▶ [Exercise 1]:
Answer the following questions about the article on raising emotionally intelligent children:
(a) At what age does the article say parents can support children in developing EQ?
(b) Which individuals does the article say often score higher on emotional intelligence assessments?
(c) What do adults with high emotional intelligence report, according to the article?

1. HOW TO RAISE EMOTIONALLY INTELLIGENT CHILDREN

HOW TO RAISE EMOTIONALLY INTELLIGENT CHILDREN



While academic intelligence is valuable, fostering emotional intelligence in children is one of the most essential responsibilities for parents.



Emotional intelligence (EQ)—the capacity to recognize, understand, express, and manage one's emotions, along with the ability to navigate relationships with empathy, awareness, and respect for others' emotional experiences—is a vital skill that evolves over time. Parents can support children in developing EQ at any age. It helps them build empathy, regulate their emotions, and develop social skills that will guide them through life.



Advantages of Raising Emotionally Intelligent Children



Over the last few decades, research has shown that emotional intelligence offers a range of benefits that can positively impact a child's life. On the other hand, having a low EQ can create difficulties later in life. Below are several ways emotional intelligence proves to be valuable:



 High EQ is Linked to High IQ



Studies suggest that individuals identified as gifted often score higher on emotional intelligence assessments. However, the research is mixed, as cognitive abilities, social environments, and individual differences also play a significant role.



 Better Relationships



Emotional intelligence skills help children manage conflict and foster deeper, more meaningful friendships. Adults with high emotional intelligence also report stronger relationships in both their personal and professional lives.

[Location labeling records]
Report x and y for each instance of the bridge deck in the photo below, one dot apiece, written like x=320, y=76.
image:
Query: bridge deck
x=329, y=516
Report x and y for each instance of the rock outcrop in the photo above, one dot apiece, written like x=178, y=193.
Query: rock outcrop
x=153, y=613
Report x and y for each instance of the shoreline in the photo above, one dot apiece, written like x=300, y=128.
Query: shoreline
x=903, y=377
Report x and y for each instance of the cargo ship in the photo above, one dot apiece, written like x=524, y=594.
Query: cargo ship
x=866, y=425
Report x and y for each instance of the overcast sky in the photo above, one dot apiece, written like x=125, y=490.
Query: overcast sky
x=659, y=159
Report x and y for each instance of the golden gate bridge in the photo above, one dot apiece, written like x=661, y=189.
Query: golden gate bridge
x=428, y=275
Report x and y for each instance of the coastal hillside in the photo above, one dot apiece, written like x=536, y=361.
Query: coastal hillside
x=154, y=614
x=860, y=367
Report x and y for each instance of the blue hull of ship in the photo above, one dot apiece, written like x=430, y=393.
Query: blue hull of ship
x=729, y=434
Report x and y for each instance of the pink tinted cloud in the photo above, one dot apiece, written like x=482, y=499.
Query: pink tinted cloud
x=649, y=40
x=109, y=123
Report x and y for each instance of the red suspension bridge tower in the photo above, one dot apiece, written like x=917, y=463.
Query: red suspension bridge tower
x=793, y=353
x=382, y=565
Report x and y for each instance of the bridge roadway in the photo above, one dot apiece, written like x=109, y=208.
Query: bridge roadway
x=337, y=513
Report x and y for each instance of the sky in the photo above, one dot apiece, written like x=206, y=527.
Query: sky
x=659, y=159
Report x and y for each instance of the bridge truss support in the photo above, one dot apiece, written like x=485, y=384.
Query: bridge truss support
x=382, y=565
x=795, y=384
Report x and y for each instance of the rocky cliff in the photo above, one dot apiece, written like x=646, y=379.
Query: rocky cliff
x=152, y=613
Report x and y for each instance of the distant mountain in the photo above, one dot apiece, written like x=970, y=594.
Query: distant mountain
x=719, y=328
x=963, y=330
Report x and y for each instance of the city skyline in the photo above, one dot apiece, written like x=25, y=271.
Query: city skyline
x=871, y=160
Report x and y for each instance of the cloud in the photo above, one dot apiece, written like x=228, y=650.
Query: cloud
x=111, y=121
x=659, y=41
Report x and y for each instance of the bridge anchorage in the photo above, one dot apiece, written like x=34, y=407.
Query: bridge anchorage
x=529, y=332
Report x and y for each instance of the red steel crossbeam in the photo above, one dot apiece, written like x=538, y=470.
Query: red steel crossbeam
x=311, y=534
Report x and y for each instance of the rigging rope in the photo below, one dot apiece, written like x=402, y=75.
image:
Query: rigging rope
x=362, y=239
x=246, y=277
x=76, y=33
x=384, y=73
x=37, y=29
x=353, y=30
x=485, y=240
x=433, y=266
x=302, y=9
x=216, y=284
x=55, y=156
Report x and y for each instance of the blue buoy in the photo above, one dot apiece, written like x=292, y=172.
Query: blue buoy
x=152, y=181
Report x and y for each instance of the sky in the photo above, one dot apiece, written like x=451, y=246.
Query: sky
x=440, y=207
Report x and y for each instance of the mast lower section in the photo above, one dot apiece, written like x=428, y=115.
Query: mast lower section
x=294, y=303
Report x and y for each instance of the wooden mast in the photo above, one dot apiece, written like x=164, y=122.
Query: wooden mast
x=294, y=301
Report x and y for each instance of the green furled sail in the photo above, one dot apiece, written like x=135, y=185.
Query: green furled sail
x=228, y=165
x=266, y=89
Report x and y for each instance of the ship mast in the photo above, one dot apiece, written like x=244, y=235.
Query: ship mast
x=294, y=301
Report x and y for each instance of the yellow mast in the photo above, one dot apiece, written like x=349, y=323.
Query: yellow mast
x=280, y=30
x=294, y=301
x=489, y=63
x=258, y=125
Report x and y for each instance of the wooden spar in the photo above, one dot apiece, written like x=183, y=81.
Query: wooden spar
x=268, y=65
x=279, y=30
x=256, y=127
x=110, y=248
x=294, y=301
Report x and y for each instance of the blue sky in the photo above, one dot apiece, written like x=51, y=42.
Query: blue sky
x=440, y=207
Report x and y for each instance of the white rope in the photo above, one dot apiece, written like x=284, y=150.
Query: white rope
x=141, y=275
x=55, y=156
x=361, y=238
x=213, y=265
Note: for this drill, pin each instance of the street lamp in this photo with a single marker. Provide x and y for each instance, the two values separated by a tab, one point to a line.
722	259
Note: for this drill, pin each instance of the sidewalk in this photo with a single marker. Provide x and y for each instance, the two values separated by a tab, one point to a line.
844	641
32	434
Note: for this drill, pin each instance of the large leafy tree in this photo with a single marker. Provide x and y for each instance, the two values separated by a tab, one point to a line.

▶ [Exercise 2]:
Convert the location labeling rows into a JSON list of strings, one string per line, omitting blank lines. Include everything from the row containing "Report x and y for each instance of the green" down to the last of these rows.

▶ [Task output 1]:
(a) At any age.
(b) Individuals identified as gifted.
(c) Stronger relationships in both their personal and professional lives.

▶ [Task output 2]:
[
  "Report x and y for each instance of the green furled sail in the photo above, one dot apiece, written like x=135, y=185.",
  "Query: green furled sail",
  "x=228, y=165",
  "x=266, y=89",
  "Report x and y for each instance of the ship mast in the photo above, one dot apiece, written like x=244, y=235.",
  "Query: ship mast",
  "x=294, y=301",
  "Report x and y for each instance of the yellow mast in the photo above, one dot apiece, written like x=349, y=323.",
  "Query: yellow mast",
  "x=280, y=30",
  "x=294, y=301",
  "x=489, y=63",
  "x=258, y=125",
  "Report x and y for each instance of the wooden spar in the photo above, one dot apiece, written like x=183, y=81.",
  "Query: wooden spar",
  "x=268, y=65",
  "x=279, y=30",
  "x=256, y=127",
  "x=110, y=248",
  "x=294, y=301",
  "Report x and y for each instance of the blue sky in the photo above, one dot apiece, written like x=51, y=42.",
  "Query: blue sky",
  "x=440, y=207",
  "Report x and y for each instance of the white rope in the photo above, one dot apiece, written like x=284, y=150.",
  "Query: white rope",
  "x=141, y=275",
  "x=55, y=156",
  "x=361, y=238",
  "x=213, y=265",
  "Note: for this drill, pin each instance of the street lamp in this photo with a single marker. Provide x and y for each instance, the two values separated by a tab, one point to a line.",
  "722\t259",
  "Note: for this drill, pin each instance of the sidewalk in this photo with a single marker. Provide x and y for each instance, the two values separated by a tab, one point to a line.",
  "844\t641",
  "32\t434",
  "Note: for this drill, pin each instance of the large leafy tree in this photo with a single marker. Provide x and y for each instance, the two values separated by a tab, one point to a line."
]